[Extracted records]
BEGIN

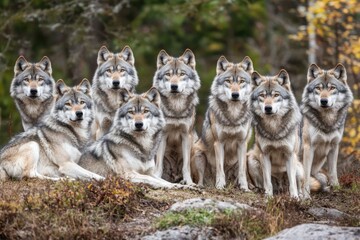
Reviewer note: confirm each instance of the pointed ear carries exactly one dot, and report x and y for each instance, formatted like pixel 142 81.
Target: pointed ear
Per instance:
pixel 154 96
pixel 256 79
pixel 221 65
pixel 125 95
pixel 84 87
pixel 313 72
pixel 20 65
pixel 162 59
pixel 189 58
pixel 128 55
pixel 60 87
pixel 103 55
pixel 247 65
pixel 340 72
pixel 283 78
pixel 45 65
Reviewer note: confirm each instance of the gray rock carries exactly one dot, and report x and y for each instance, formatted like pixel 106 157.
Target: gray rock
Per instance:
pixel 330 213
pixel 184 232
pixel 318 232
pixel 208 204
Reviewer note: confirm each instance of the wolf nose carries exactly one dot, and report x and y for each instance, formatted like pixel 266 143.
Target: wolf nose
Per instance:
pixel 139 125
pixel 323 102
pixel 235 95
pixel 79 114
pixel 268 109
pixel 174 87
pixel 33 92
pixel 116 83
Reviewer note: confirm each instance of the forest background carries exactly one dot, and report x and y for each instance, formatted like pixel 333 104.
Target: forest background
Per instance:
pixel 275 34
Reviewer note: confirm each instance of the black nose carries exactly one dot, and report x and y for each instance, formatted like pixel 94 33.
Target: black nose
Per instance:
pixel 235 95
pixel 33 92
pixel 268 109
pixel 116 83
pixel 79 114
pixel 324 102
pixel 139 125
pixel 174 87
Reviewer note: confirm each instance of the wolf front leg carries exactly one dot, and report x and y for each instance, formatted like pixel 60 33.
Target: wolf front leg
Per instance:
pixel 186 150
pixel 291 172
pixel 241 153
pixel 266 169
pixel 159 164
pixel 219 162
pixel 308 158
pixel 332 158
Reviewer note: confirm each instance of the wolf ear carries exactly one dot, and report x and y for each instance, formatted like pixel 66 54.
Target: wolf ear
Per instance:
pixel 20 65
pixel 84 87
pixel 221 65
pixel 125 95
pixel 247 65
pixel 128 55
pixel 256 79
pixel 162 59
pixel 60 87
pixel 283 78
pixel 154 96
pixel 45 65
pixel 188 58
pixel 340 72
pixel 313 72
pixel 103 55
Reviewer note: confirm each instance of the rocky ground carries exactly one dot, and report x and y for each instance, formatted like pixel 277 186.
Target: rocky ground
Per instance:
pixel 116 209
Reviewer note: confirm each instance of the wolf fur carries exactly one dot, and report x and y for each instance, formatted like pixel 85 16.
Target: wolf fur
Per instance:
pixel 276 119
pixel 32 89
pixel 227 126
pixel 52 148
pixel 178 83
pixel 115 71
pixel 325 102
pixel 128 149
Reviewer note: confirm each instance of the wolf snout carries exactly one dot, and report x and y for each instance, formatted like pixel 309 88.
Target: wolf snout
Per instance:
pixel 33 92
pixel 139 126
pixel 268 109
pixel 324 102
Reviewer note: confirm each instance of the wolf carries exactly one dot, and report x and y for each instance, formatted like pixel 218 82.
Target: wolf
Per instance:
pixel 115 71
pixel 128 149
pixel 178 82
pixel 325 102
pixel 227 125
pixel 276 119
pixel 52 148
pixel 32 89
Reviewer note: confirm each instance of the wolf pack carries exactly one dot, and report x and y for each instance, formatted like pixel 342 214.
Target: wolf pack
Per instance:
pixel 104 128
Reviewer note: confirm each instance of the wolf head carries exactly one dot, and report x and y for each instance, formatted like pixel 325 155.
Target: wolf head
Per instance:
pixel 327 89
pixel 176 76
pixel 140 113
pixel 116 70
pixel 73 105
pixel 33 80
pixel 271 94
pixel 232 81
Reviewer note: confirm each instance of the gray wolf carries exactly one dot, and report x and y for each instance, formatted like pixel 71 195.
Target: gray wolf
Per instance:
pixel 128 149
pixel 227 126
pixel 115 71
pixel 51 149
pixel 178 82
pixel 32 88
pixel 276 119
pixel 325 101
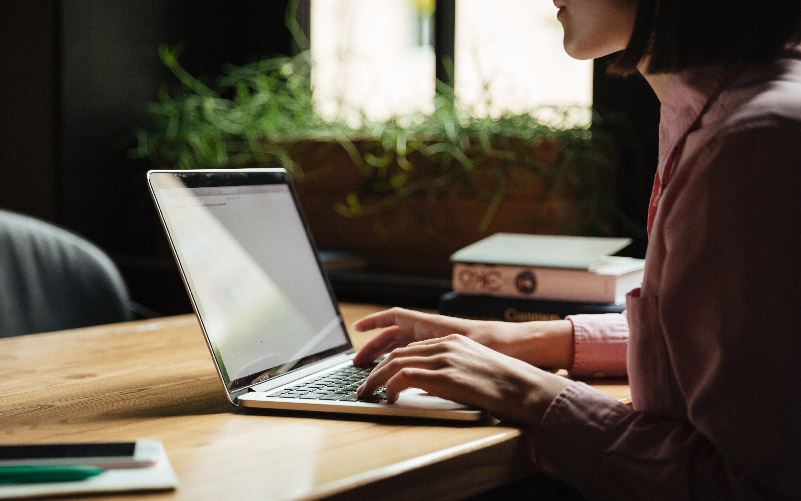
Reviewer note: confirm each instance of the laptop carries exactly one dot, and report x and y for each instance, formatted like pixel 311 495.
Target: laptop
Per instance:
pixel 263 300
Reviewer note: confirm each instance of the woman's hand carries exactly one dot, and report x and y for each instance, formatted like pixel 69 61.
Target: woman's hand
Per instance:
pixel 543 344
pixel 459 369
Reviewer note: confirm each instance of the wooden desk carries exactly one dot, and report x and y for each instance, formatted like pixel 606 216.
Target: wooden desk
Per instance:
pixel 155 379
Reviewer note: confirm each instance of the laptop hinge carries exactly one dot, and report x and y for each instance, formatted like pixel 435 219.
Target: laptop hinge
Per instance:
pixel 303 372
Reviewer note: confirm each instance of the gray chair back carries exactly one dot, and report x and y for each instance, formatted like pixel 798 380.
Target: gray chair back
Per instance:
pixel 53 279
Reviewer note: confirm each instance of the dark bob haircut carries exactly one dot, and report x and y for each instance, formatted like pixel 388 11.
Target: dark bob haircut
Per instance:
pixel 675 35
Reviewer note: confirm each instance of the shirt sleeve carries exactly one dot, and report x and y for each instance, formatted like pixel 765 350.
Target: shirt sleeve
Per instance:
pixel 600 343
pixel 728 308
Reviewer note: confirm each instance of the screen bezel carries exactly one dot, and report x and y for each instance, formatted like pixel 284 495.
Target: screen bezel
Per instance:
pixel 204 178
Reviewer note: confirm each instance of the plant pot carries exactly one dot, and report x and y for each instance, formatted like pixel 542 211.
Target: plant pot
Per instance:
pixel 419 233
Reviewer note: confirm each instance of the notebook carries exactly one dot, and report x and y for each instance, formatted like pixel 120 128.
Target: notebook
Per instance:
pixel 263 301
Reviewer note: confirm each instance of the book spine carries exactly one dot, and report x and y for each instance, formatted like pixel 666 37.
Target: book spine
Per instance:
pixel 517 310
pixel 554 284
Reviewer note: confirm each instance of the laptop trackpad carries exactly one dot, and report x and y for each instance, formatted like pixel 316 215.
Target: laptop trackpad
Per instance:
pixel 417 398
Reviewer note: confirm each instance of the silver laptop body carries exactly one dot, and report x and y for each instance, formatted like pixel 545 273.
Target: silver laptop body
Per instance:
pixel 261 296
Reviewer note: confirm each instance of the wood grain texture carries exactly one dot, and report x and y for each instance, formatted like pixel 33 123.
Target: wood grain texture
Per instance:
pixel 155 379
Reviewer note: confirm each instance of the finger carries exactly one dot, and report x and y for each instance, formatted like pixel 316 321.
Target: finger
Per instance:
pixel 382 343
pixel 393 316
pixel 390 367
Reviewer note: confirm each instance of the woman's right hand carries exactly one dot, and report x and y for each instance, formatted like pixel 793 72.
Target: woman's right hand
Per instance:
pixel 543 344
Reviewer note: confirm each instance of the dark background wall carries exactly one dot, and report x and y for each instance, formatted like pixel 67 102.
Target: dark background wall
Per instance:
pixel 76 77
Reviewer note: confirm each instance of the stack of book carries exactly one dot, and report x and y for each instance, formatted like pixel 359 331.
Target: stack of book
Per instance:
pixel 520 277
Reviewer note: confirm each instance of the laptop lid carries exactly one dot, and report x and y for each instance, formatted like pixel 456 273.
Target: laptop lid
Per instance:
pixel 251 271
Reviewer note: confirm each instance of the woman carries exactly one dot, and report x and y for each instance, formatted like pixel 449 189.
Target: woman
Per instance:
pixel 714 334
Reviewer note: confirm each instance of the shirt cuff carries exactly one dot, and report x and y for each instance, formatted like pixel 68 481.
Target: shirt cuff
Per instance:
pixel 577 429
pixel 600 343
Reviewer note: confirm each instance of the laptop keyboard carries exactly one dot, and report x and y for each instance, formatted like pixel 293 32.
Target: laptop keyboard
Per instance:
pixel 339 385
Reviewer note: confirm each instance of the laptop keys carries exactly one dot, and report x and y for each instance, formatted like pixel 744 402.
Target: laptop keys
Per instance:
pixel 340 385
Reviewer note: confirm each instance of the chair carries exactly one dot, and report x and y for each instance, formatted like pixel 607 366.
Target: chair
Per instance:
pixel 53 279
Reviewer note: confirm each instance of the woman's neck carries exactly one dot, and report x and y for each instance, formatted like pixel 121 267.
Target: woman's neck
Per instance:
pixel 657 81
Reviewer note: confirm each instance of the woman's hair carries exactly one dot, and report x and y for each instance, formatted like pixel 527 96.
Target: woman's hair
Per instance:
pixel 675 35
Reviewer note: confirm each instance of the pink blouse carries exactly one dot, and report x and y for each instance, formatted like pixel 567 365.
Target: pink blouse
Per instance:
pixel 714 352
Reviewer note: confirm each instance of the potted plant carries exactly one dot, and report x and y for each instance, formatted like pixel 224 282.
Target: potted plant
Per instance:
pixel 405 192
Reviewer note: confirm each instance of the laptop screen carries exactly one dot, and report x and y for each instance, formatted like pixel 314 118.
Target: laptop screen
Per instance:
pixel 251 270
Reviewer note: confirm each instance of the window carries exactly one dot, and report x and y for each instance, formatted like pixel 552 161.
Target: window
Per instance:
pixel 376 57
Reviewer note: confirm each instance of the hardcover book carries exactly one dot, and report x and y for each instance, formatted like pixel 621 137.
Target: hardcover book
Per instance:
pixel 545 267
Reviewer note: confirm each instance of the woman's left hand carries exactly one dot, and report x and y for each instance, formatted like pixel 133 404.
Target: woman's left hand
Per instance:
pixel 459 369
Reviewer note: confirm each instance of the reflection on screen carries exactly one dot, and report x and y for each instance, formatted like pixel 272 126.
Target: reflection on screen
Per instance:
pixel 254 279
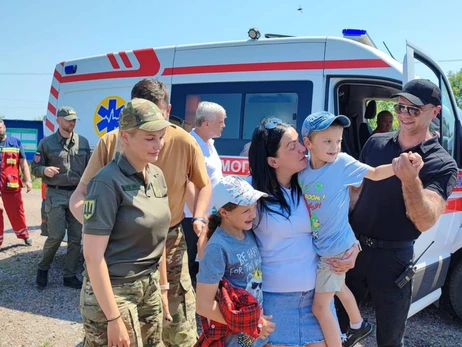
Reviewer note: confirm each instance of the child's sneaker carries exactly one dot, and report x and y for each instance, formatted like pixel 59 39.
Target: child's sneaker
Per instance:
pixel 353 336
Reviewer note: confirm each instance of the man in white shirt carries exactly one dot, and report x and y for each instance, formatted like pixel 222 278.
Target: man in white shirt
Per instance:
pixel 209 124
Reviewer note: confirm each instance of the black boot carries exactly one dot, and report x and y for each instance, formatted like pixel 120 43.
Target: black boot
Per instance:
pixel 42 278
pixel 72 282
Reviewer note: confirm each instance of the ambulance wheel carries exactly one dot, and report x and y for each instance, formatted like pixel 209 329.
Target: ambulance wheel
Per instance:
pixel 455 292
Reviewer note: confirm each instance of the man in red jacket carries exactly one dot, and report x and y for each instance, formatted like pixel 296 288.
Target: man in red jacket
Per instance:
pixel 12 157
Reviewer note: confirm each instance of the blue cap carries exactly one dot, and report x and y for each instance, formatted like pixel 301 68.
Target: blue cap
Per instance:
pixel 321 121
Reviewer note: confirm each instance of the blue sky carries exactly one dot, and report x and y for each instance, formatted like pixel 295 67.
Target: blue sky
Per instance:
pixel 34 35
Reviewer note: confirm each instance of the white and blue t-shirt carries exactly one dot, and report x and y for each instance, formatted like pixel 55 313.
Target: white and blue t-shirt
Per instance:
pixel 327 199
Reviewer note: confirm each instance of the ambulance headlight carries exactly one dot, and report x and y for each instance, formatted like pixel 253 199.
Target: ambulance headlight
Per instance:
pixel 254 33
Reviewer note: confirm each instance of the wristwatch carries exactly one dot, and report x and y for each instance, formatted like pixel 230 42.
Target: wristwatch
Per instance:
pixel 359 245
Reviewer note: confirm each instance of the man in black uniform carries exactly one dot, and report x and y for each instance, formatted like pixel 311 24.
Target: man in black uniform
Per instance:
pixel 391 214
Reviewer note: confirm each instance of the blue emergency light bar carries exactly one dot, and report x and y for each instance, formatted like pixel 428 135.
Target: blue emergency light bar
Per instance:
pixel 353 32
pixel 70 69
pixel 358 35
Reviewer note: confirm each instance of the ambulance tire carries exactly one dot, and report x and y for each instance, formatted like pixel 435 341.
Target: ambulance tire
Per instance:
pixel 455 292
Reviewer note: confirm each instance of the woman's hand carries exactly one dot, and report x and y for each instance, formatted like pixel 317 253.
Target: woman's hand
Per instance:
pixel 267 327
pixel 117 334
pixel 341 266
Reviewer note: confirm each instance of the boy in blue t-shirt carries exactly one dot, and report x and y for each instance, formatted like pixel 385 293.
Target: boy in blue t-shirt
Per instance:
pixel 325 184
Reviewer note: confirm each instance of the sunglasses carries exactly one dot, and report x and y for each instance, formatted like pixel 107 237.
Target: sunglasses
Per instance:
pixel 273 123
pixel 411 110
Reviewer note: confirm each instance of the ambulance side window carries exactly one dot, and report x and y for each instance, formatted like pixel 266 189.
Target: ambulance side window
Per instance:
pixel 449 121
pixel 261 105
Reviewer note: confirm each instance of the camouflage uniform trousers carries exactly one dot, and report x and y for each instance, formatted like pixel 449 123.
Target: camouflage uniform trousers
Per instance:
pixel 60 218
pixel 140 305
pixel 182 332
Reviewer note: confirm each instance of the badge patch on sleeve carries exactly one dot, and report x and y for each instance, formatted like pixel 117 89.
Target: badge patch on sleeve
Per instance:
pixel 89 207
pixel 37 157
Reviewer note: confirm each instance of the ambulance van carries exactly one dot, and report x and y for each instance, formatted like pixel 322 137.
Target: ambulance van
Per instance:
pixel 284 77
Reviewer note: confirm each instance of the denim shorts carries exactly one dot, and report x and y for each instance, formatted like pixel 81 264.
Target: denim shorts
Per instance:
pixel 296 324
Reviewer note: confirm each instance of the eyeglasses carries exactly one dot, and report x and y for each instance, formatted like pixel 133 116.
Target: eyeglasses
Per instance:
pixel 272 123
pixel 411 110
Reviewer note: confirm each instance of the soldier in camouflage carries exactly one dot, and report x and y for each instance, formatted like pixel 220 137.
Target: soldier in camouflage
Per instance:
pixel 181 160
pixel 126 219
pixel 60 161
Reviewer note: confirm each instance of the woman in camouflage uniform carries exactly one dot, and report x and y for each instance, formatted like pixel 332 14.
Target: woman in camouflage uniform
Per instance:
pixel 126 219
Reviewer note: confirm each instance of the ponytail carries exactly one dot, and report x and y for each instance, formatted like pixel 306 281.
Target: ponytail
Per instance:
pixel 215 219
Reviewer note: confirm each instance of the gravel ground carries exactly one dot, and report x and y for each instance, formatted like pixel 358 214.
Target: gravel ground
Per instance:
pixel 50 317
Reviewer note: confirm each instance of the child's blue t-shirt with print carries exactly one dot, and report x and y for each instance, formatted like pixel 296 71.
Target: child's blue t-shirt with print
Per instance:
pixel 327 198
pixel 238 261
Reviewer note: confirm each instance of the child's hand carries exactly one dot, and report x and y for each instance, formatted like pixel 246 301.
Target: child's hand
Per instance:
pixel 416 160
pixel 267 327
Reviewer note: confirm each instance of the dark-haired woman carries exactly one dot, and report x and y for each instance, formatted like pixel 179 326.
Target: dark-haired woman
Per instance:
pixel 283 233
pixel 231 253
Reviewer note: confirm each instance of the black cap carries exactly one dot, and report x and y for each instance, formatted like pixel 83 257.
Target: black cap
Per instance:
pixel 421 92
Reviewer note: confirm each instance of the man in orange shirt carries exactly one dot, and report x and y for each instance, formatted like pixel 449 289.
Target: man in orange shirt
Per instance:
pixel 181 160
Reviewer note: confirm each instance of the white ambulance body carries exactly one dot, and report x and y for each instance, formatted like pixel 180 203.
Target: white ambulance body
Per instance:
pixel 287 78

END

Each line from the top of the records through the one containing "Target: gray rock" needs to be transcribed exactly, without pictures.

▶ _RESPONSE TO THIS EXERCISE_:
Reviewer note: confirm each instance of the pointed ear carries exactly one dot, and report x and y for each instance, formatted like pixel 142 81.
Target: pointed ear
Per instance:
pixel 154 96
pixel 256 79
pixel 221 65
pixel 125 95
pixel 84 87
pixel 313 72
pixel 20 65
pixel 162 59
pixel 189 58
pixel 128 55
pixel 60 87
pixel 103 55
pixel 247 65
pixel 340 72
pixel 283 78
pixel 45 65
Reviewer note: confirm each instance of the gray rock carries exactly one dot, and report x and y for each instance, formatted like pixel 106 157.
Target: gray rock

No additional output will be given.